● **Point annotation entries for images**:
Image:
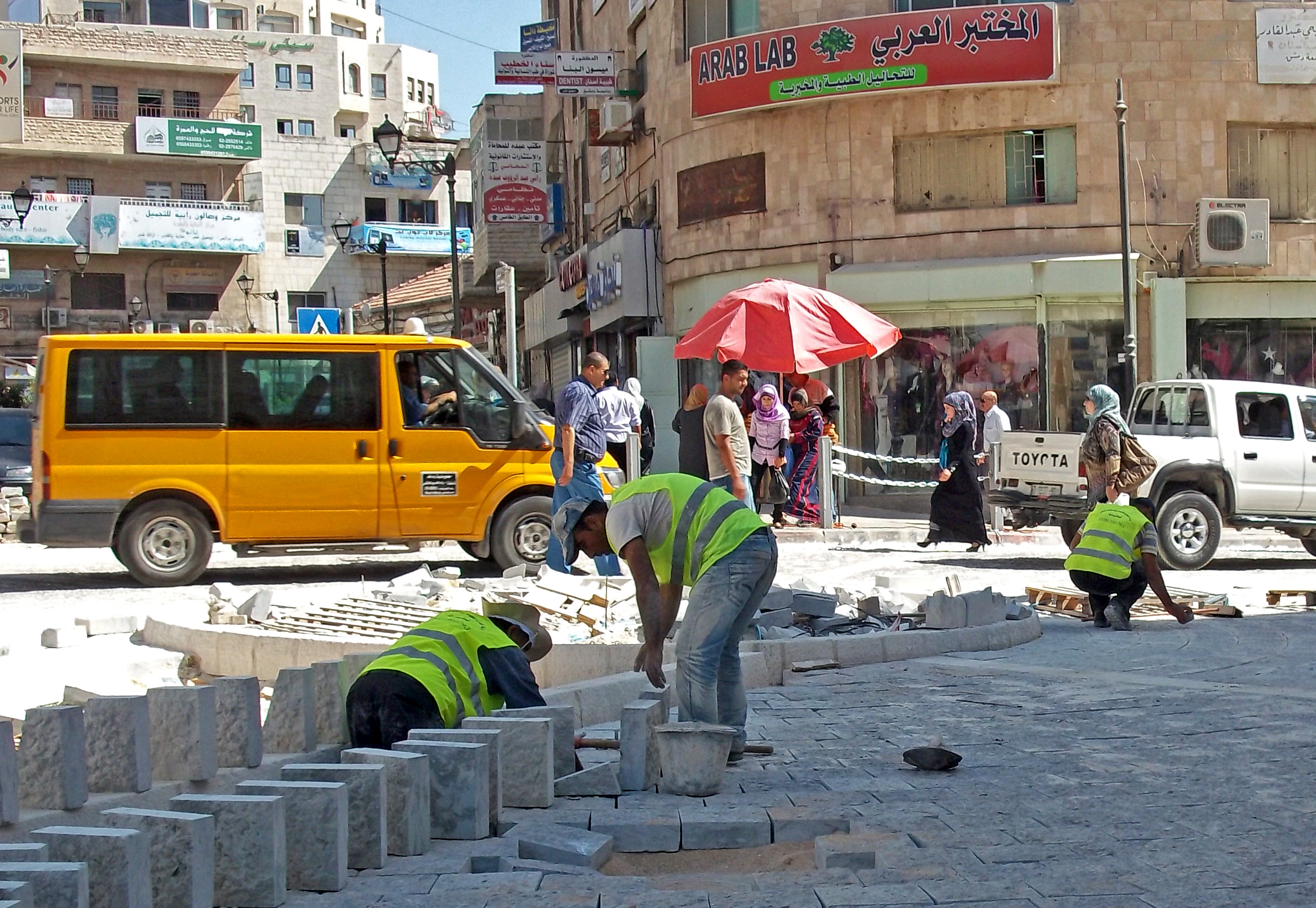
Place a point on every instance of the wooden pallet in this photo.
(1073, 603)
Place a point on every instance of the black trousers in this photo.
(1101, 590)
(385, 706)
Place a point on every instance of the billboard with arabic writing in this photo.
(932, 49)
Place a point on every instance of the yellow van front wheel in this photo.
(165, 544)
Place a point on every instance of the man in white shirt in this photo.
(620, 414)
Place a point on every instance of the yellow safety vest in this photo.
(707, 523)
(444, 656)
(1110, 544)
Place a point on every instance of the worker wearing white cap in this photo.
(453, 666)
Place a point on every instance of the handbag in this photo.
(773, 487)
(1136, 465)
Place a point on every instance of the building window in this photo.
(104, 103)
(96, 291)
(229, 20)
(1027, 167)
(151, 103)
(1277, 165)
(187, 104)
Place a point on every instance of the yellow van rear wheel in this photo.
(165, 544)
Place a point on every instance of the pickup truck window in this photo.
(1264, 416)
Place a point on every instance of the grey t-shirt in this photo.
(722, 417)
(643, 515)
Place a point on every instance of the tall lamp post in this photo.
(343, 233)
(390, 141)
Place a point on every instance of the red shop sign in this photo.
(931, 49)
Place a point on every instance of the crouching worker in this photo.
(1115, 558)
(453, 666)
(674, 529)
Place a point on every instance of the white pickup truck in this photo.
(1228, 454)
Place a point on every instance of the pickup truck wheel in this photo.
(522, 532)
(165, 544)
(1189, 526)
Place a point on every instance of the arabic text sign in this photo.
(210, 139)
(515, 183)
(530, 69)
(587, 73)
(539, 37)
(933, 49)
(1286, 47)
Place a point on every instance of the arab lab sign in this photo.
(932, 49)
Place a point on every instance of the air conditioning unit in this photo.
(615, 120)
(1233, 232)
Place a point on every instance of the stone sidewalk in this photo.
(1164, 769)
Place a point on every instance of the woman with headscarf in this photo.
(769, 435)
(1099, 451)
(806, 431)
(689, 423)
(957, 503)
(647, 425)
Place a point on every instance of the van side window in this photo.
(144, 388)
(303, 391)
(1264, 416)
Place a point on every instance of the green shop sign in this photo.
(207, 139)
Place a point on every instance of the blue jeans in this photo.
(725, 482)
(710, 687)
(585, 485)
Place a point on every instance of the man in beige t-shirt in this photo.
(725, 440)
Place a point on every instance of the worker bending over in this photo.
(674, 529)
(1114, 560)
(453, 666)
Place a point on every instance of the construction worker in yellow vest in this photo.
(453, 666)
(1114, 558)
(674, 531)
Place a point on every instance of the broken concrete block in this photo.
(183, 734)
(250, 849)
(316, 831)
(8, 776)
(366, 803)
(182, 853)
(640, 764)
(99, 625)
(458, 786)
(55, 638)
(237, 721)
(331, 705)
(407, 793)
(595, 782)
(568, 845)
(119, 864)
(290, 724)
(525, 758)
(119, 744)
(53, 760)
(55, 883)
(564, 734)
(473, 736)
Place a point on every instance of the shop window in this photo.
(1023, 167)
(1277, 165)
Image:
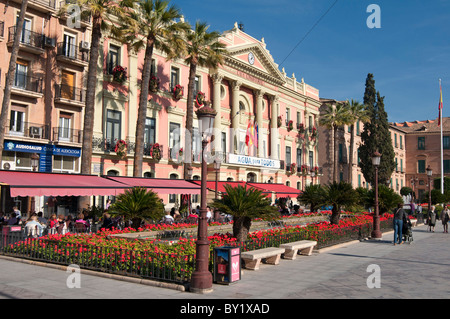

● **DO THIS**:
Turn every line of all the items above into a numbered list, skipping any blank lines. Leave the pictures out of your answer.

● **RESPONSE TO THIS TASK**:
1. Image:
2. Place a point on every instance of the wooden pallet in this photo.
3. (1073, 603)
4. Place a point on every instance of the black trousers in this photo.
5. (1101, 590)
6. (385, 706)
7. Place a point on every instance of the billboard with arabic writing in this photo.
8. (932, 49)
9. Place a point on every instance of the yellow van front wheel in this photo.
10. (165, 544)
11. Place a point on every instance of the man in white shirt in this photo.
12. (620, 414)
13. Place a point on every instance of the yellow safety vest in this photo.
14. (707, 523)
15. (444, 656)
16. (1110, 544)
17. Place a point on every instance of the worker wearing white cap in this photo.
18. (453, 666)
19. Place a point on every instance of the handbag in this photo.
20. (773, 487)
21. (1136, 465)
22. Place a point on every instance of the building window in this photo.
23. (104, 103)
24. (96, 291)
25. (229, 20)
26. (1027, 167)
27. (151, 103)
28. (1277, 165)
29. (187, 104)
30. Place a point on every instance of the yellow van rear wheel in this photo.
31. (165, 544)
32. Place a point on every instance of the pickup truck window in this photo.
33. (1264, 416)
34. Place a point on every instance of the grey t-shirt in this photo.
35. (722, 417)
36. (643, 515)
37. Place a point on every instance of the tall lamp post in this photo.
38. (343, 233)
39. (390, 141)
40. Place a point on every instance of the red shop sign in this photo.
41. (931, 49)
42. Place a point on every instance of the crouching worker in this photo.
43. (1115, 558)
44. (453, 666)
45. (674, 529)
46. Place a point on every instance of the white pickup truck in this photo.
47. (1228, 454)
48. Place a point on every instance of the pickup truck wheel in this photo.
49. (522, 532)
50. (165, 544)
51. (1189, 526)
52. Place a point on every instance of the arabic text sign in this photo.
53. (210, 139)
54. (515, 183)
55. (530, 69)
56. (587, 73)
57. (539, 37)
58. (933, 49)
59. (1286, 47)
60. Place a point on every instance of the arab lab sign in this photo.
61. (932, 49)
62. Place a point on every instance of the air conditioning unit in this photo.
63. (615, 120)
64. (1233, 232)
65. Place a point on every instance of the stone sidewalk in this photo.
66. (1164, 769)
67. Place a point on every instance of the woman with headscarf in this photo.
68. (769, 435)
69. (1099, 451)
70. (806, 431)
71. (689, 423)
72. (957, 503)
73. (647, 425)
74. Place a point on every instance of the van side window in this photo.
75. (144, 388)
76. (303, 391)
77. (1264, 416)
78. Place a point on every instance of the green shop sign in this photo.
79. (207, 139)
80. Place a point on every instance of the blue jeans in this photo.
81. (725, 482)
82. (710, 687)
83. (585, 485)
84. Place a point on every instance of the man in beige t-shirt in this photo.
85. (725, 440)
86. Place a point on every instance of the worker bending over in this photo.
87. (674, 529)
88. (1114, 560)
89. (453, 666)
90. Place a point on every instance of the construction worker in yellow vest in this photo.
91. (453, 666)
92. (1114, 558)
93. (674, 531)
94. Place a point on every instance of the broken concrete block in this photo.
95. (183, 734)
96. (250, 849)
97. (316, 831)
98. (8, 776)
99. (366, 803)
100. (182, 853)
101. (640, 764)
102. (99, 625)
103. (458, 786)
104. (55, 638)
105. (237, 721)
106. (331, 705)
107. (407, 793)
108. (595, 782)
109. (568, 845)
110. (119, 864)
111. (290, 724)
112. (525, 758)
113. (119, 744)
114. (53, 760)
115. (55, 883)
116. (564, 734)
117. (473, 736)
118. Place a point on every instance of the shop window in this photo.
119. (1023, 167)
120. (1277, 165)
121. Image:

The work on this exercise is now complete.